**DOCUMENT TEXT**
# Girlfriend's birthday help please



## bitelybowhunter (Mar 28, 2011)

alright she is going to be 18 and she isnt too into hunting but she goes rifle hunting with her dad, so im working on that, took her to till food plots saturday, and set cams. She enjoyed it except for the mosquitos so i have to find some kind of woodsy smelling bug spray. I thought about trying to get her a bow but i dont want to make a big investment if she dont like it, she did say she will go with me, so thats good! so hunting stuff is kinda out of the question and i want to know what everyone would but their girlfriend, so far i know i getting her a pink camo bed set and going to dinner and a movie, anything else you can think of please and thank you.


----------



## outdoorsman3 (Nov 15, 2010)

get her a case of beer :wink:


----------



## ArcherXXX300 (Apr 22, 2013)

Not very creative are ya? I can think of one thing I always tried to give my women on their bdays but its unsayable on the forums. You should make a card. Women really dig hand made stuff that you spent time on just for them, it really makes them think you really care.


----------



## outdoorsman3 (Nov 15, 2010)

ohh, and camo lingerie has always been a big hit for the girl... and me :wink:


----------



## lazyhubby70 (Jan 10, 2012)

**RECORDED DATA**

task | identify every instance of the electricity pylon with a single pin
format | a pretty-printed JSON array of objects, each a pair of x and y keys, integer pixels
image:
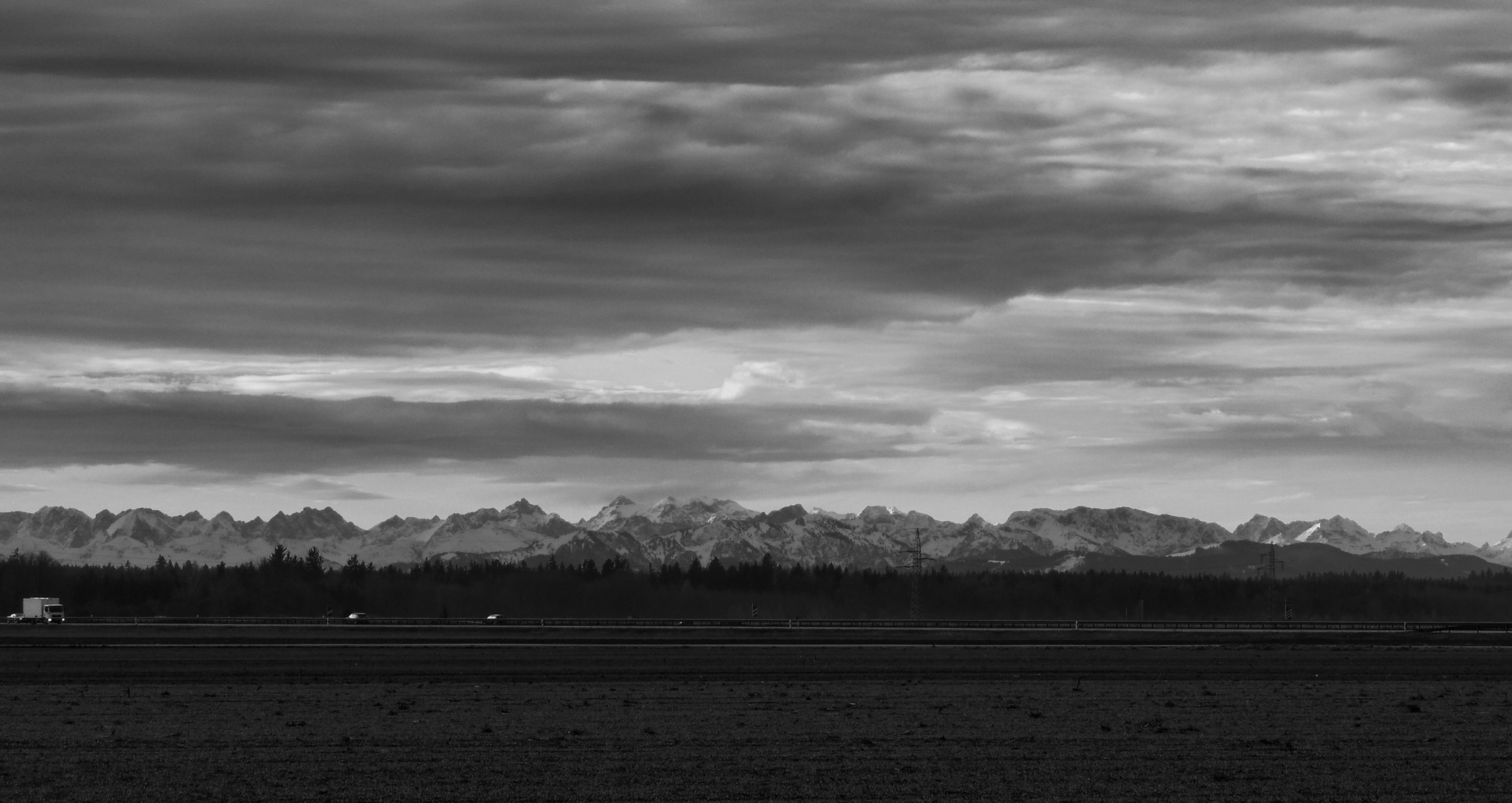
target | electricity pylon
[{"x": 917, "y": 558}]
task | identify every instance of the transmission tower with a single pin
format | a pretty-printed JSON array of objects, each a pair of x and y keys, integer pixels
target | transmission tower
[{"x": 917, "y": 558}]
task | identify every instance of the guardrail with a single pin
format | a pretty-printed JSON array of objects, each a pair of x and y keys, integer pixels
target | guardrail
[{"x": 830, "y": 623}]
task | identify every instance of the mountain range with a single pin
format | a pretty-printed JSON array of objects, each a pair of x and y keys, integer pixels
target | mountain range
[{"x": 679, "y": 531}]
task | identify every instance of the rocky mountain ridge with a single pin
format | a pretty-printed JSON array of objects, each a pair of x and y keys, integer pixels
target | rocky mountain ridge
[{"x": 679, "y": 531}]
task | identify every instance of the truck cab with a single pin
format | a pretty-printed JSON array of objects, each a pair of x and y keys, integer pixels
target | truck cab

==

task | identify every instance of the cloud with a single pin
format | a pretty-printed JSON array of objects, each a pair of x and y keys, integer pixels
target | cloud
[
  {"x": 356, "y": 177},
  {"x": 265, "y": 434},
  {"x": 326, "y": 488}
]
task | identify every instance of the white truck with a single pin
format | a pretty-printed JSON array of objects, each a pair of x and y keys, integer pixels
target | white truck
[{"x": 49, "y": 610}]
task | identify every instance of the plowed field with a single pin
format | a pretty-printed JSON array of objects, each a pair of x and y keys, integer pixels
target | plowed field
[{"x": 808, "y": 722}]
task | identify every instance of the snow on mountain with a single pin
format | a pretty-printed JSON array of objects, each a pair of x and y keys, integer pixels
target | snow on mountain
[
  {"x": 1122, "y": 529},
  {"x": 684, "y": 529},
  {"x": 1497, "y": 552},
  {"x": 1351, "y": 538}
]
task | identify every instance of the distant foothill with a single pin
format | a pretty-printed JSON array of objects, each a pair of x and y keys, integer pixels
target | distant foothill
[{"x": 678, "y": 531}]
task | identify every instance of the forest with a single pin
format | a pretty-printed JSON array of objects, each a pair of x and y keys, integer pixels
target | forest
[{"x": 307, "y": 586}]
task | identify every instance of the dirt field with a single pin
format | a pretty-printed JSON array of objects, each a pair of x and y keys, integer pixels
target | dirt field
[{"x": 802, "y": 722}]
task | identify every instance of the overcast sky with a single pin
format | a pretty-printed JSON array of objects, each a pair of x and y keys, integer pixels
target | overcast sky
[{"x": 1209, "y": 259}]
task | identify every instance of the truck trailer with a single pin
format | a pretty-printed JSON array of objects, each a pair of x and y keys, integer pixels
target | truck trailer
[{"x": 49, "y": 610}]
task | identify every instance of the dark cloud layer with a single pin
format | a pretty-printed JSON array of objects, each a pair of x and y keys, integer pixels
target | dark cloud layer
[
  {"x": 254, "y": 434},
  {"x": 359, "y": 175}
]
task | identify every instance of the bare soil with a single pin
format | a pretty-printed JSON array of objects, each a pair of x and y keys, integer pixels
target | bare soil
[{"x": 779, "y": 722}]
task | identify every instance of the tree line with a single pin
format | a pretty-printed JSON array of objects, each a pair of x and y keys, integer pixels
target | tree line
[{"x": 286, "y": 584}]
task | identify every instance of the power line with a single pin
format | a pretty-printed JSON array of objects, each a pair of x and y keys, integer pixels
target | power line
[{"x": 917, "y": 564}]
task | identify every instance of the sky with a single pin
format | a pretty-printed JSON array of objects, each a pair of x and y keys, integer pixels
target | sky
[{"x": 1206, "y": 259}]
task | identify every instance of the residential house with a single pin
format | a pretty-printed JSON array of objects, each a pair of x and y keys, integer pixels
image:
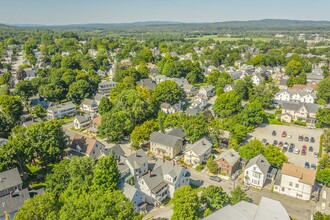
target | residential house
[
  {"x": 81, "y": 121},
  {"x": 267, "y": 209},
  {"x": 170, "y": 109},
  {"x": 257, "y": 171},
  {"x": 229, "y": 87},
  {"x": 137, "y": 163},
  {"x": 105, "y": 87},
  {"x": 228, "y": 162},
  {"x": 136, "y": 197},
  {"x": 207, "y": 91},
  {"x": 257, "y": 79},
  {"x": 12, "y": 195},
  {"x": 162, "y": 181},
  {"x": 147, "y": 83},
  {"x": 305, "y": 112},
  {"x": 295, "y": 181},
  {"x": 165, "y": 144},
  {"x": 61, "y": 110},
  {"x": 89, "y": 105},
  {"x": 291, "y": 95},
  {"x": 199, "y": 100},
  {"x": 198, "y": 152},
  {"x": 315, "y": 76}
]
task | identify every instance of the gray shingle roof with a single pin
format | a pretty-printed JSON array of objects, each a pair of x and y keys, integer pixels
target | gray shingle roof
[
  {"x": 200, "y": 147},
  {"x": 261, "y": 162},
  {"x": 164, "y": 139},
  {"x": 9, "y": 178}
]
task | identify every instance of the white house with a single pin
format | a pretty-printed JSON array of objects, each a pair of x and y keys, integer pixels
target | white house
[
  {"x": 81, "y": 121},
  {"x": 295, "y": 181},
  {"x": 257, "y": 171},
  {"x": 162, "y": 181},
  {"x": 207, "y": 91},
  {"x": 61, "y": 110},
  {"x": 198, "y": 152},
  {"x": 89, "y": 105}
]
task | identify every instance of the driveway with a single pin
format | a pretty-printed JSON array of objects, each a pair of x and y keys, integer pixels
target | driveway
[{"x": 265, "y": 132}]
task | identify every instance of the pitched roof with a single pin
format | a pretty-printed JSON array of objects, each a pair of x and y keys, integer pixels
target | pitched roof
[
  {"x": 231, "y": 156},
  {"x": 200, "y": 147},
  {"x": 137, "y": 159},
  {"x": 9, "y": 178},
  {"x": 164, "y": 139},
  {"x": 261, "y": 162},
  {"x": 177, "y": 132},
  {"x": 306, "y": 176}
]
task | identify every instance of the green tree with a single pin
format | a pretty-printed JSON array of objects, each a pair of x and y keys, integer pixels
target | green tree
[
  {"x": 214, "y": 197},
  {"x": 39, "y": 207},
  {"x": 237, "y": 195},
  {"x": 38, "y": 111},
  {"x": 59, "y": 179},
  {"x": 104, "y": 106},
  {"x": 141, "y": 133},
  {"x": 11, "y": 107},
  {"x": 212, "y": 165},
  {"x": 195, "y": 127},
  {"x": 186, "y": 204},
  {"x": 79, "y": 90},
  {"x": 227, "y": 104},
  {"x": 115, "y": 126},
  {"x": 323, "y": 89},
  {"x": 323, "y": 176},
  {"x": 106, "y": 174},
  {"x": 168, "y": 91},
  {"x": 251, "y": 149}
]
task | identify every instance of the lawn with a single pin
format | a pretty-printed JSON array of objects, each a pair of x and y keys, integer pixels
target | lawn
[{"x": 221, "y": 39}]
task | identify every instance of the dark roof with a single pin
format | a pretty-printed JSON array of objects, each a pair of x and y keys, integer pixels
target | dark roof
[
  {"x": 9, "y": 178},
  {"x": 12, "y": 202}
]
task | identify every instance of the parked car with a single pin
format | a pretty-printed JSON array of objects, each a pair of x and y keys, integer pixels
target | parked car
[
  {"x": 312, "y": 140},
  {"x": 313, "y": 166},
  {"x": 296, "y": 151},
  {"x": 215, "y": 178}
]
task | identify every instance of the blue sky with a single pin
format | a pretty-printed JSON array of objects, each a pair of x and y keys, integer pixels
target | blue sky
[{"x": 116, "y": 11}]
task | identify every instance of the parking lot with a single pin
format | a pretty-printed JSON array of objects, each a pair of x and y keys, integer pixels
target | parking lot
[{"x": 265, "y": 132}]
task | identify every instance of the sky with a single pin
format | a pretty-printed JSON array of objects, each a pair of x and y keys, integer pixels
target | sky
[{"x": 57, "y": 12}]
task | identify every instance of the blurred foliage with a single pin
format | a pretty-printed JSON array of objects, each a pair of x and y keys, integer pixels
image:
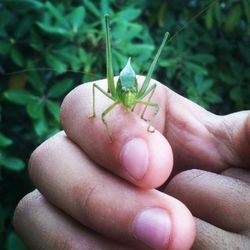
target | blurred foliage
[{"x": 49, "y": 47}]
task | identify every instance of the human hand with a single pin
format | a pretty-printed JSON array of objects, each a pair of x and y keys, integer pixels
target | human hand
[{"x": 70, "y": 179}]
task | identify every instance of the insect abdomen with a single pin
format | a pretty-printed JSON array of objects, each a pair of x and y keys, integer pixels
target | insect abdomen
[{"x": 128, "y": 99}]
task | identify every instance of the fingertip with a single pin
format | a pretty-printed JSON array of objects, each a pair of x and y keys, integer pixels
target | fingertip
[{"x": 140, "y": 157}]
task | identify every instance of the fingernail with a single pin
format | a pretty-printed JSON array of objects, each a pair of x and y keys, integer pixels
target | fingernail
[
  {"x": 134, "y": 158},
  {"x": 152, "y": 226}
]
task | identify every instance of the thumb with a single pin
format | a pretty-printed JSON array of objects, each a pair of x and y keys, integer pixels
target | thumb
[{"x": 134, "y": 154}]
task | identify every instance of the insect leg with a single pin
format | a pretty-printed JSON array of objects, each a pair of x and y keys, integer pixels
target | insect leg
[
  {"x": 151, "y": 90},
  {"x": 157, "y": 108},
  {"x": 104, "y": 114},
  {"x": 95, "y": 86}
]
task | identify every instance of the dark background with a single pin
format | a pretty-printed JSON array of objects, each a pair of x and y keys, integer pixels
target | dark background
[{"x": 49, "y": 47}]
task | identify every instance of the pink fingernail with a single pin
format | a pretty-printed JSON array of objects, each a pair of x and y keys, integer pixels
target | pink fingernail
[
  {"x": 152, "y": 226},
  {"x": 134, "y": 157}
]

**EXERCISE TASK 1**
In the forum thread about a girlfriend's birthday, what has the first poster already decided to get her?
**EXERCISE TASK 2**
Carry on the forum thread about a girlfriend's birthday from the point where it stops.
The records are separate material with no connection to the forum thread.

**WRITTEN RESPONSE 1**
A pink camo bed set, plus dinner and a movie.

**WRITTEN RESPONSE 2**
Get her a thermacell so the bugs won't bother her while shes helping you.

Lazy


----------



## lazyhubby70 (Jan 10, 2012)

outdoorsman3 said:


> ohh, and camo lingerie has always been a big hit for the girl... and me :wink:


Was size you wear? 

Lazy


----------



## outdoorsman3 (Nov 15, 2010)

lazyhubby70 said:


> Was size you wear?
> 
> Lazy


ohh I size 2, how flattering... LOL! I just like the show after I buy it for em :wink:


----------



## outdoorsman3 (Nov 15, 2010)

outdoorsman3 said:


> get her a case of beer :wink:





outdoorsman3 said:


> ohh, and camo lingerie has always been a big hit for the girl... and me :wink:


ohh and I forgot to mention.... these two gifts together would be absolutely killer! I havnt tried it yet, but I will soon lol!


----------



## jodipuma (Feb 24, 2011)

Is she that into hunting or is it something she does only a couple times a year? If she's not devoted to hunting she probs won't like any hunting gift. I'd take out to a fancy dinner, movie of her choice, and perfume or something like that. But if she really does like hunting.... Go with the camo lingerie lol


----------



## ArcherXXX300 (Apr 22, 2013)

I'm telling you if you take the time to MAKE SOMETHING she will really think you care.


----------



## TheHunter831 (Jun 14, 2011)

archerxxx300 said:


> i'm telling you if you take the time to make something she will really think you care.


x2!


----------



## War_Valley_Boy (Sep 19, 2010)

I made Marla a card and it was a plane ticket to meet me and my family in florida for a week and then when she got there here real birthday gift was a homemade scrap book my sisters helped me make and then my sisters got her an all day spa day with them so she got treated like a queen just like my fiancée should be treated haha.. Tell is more what your girlfriend is into does she like sports does she play any sports it will help more to tell you what to get.


----------



## arhoythunter (Aug 3, 2010)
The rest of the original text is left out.